TASK OBJECTIVE
Copy out each line of the entries where the word "marking" is present.

[Saved entries]
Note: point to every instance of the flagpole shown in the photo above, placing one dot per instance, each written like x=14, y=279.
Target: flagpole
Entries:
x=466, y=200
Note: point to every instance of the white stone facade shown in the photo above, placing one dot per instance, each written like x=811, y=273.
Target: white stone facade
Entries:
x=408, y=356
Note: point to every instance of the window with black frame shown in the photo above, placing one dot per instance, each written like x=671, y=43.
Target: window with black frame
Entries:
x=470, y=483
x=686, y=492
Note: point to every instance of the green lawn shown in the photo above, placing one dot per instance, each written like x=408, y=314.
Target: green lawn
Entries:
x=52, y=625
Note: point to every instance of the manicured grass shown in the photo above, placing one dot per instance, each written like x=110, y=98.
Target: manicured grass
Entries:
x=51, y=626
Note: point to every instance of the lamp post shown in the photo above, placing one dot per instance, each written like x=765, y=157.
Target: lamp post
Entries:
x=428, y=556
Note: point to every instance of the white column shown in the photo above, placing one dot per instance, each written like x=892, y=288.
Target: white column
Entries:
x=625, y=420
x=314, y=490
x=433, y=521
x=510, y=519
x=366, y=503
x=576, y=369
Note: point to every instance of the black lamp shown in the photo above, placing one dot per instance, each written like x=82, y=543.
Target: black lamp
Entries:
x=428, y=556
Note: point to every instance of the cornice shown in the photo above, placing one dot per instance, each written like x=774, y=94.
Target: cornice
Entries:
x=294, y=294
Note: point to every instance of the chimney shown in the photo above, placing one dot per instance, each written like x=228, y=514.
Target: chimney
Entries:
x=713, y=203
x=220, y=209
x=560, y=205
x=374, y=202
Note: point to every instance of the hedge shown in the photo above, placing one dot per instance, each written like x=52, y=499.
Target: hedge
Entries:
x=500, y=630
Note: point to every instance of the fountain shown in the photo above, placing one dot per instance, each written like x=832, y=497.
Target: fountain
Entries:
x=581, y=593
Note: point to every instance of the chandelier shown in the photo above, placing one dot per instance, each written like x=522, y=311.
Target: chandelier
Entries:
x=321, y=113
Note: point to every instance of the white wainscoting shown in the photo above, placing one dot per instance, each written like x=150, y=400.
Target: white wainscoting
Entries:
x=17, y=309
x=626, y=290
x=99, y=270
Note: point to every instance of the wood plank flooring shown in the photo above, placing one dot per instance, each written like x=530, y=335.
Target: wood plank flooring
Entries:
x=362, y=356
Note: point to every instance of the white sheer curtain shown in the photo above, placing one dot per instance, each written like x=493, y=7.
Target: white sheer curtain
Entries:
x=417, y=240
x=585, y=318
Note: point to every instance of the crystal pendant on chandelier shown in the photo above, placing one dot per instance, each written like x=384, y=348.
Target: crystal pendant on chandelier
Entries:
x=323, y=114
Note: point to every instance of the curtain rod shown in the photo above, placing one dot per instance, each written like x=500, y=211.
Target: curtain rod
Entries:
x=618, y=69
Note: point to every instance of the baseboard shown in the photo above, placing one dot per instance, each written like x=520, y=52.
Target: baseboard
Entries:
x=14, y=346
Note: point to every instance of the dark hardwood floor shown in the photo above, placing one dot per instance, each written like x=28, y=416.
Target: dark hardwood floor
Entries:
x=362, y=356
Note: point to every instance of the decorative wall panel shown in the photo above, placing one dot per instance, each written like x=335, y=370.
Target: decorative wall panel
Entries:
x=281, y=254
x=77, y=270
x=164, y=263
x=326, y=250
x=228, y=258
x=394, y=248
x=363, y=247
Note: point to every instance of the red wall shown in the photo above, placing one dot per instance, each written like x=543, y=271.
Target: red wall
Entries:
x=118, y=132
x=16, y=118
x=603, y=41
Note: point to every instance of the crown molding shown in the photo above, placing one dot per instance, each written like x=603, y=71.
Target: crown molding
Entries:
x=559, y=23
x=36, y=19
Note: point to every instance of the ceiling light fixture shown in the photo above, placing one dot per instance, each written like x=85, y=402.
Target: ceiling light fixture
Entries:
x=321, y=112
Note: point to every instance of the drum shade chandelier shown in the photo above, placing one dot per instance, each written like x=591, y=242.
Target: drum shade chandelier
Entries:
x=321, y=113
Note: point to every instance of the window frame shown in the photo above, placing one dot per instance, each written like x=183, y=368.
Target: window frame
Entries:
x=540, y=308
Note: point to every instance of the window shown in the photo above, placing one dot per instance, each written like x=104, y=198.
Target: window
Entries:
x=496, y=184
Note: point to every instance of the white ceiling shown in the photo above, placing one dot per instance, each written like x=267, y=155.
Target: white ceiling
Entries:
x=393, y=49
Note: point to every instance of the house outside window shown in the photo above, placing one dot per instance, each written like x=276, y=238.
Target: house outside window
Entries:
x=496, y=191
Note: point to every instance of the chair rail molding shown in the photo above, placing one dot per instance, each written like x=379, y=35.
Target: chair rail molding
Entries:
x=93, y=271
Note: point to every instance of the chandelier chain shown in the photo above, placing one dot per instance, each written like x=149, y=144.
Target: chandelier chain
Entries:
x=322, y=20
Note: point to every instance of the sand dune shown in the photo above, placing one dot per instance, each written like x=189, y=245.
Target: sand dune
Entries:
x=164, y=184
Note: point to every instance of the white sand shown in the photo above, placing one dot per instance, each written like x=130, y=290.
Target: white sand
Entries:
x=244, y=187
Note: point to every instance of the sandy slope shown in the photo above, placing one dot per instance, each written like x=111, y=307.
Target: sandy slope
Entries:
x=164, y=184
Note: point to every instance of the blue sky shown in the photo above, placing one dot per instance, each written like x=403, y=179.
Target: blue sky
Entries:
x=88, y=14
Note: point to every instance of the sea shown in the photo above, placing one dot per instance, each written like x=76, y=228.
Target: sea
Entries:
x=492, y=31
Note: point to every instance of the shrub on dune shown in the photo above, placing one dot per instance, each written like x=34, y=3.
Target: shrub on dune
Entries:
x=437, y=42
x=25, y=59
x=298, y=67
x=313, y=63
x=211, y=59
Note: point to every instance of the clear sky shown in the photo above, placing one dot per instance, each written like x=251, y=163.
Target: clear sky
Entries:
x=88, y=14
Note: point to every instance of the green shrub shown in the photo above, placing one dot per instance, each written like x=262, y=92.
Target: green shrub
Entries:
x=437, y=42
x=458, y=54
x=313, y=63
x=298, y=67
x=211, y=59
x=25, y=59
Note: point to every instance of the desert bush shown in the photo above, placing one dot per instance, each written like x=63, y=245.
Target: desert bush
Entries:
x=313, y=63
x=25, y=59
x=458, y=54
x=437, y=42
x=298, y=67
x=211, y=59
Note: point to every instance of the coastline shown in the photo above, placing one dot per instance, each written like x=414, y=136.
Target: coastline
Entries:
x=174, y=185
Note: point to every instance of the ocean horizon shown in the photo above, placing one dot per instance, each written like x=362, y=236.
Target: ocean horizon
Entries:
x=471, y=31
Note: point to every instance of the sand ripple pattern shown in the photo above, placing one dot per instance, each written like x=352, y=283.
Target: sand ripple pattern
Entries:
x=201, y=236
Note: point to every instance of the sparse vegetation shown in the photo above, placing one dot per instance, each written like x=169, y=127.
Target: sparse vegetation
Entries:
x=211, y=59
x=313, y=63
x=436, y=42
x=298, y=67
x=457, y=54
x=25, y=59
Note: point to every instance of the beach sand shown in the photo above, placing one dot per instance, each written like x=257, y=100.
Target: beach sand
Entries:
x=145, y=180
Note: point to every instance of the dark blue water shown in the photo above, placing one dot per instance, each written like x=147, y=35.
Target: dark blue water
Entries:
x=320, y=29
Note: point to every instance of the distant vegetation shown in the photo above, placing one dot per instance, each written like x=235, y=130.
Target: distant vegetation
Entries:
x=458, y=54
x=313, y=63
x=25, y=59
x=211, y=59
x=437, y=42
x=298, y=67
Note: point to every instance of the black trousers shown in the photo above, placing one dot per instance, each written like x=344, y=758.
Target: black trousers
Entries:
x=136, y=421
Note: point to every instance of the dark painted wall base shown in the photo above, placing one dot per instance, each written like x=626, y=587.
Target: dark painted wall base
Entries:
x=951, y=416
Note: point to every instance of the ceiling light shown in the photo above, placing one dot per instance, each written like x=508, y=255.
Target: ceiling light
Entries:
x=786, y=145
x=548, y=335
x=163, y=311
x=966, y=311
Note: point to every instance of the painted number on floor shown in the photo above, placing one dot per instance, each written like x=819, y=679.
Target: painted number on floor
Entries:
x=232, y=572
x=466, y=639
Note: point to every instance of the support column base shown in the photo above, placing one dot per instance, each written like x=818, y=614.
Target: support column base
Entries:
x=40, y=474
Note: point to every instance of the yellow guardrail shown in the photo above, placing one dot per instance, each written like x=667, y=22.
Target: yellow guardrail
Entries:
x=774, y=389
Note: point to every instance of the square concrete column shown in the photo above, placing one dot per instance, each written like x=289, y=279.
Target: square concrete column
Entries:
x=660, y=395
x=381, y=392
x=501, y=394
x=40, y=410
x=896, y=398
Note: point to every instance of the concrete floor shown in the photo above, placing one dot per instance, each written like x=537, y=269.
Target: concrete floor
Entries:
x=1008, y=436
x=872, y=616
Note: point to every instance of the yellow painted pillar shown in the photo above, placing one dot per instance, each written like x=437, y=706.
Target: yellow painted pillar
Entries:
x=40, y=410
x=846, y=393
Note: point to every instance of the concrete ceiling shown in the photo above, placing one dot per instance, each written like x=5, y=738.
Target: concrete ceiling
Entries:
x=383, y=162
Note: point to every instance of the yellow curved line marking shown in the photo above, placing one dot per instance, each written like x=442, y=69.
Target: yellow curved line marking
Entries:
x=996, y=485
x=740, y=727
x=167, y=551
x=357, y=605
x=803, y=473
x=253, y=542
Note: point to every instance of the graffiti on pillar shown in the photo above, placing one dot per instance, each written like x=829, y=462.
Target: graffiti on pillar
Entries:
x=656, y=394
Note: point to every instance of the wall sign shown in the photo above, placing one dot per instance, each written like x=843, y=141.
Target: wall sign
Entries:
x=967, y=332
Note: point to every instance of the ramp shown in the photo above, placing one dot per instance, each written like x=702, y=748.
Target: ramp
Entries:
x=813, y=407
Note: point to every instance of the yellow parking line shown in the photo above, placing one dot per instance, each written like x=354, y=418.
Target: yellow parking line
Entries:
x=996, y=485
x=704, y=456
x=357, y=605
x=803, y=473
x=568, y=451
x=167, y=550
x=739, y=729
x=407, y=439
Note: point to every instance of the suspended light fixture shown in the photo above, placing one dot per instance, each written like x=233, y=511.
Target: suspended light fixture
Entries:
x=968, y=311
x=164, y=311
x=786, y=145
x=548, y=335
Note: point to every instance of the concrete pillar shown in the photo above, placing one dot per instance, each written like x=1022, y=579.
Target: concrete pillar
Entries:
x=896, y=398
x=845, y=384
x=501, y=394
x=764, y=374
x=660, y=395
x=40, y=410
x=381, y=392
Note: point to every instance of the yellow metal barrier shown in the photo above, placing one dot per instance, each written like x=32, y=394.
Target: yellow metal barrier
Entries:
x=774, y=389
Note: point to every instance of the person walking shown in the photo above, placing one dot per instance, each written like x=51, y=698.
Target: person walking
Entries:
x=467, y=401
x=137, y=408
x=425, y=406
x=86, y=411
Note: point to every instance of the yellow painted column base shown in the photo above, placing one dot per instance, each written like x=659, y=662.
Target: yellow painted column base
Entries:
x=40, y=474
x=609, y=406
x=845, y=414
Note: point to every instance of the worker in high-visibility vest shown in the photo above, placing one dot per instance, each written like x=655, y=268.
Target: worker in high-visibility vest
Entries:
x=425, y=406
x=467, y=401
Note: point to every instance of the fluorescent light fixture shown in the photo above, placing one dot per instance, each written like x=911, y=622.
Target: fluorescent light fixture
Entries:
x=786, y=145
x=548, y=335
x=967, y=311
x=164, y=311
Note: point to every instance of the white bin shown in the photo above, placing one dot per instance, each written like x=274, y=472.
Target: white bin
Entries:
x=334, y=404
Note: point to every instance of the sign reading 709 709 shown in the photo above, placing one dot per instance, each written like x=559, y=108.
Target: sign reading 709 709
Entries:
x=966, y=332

EXERCISE ANSWER
Note: point to every instance of the yellow curved line marking shown in the photo above, placing one dot per instance, each written like x=442, y=69.
Target: yellow curved line marking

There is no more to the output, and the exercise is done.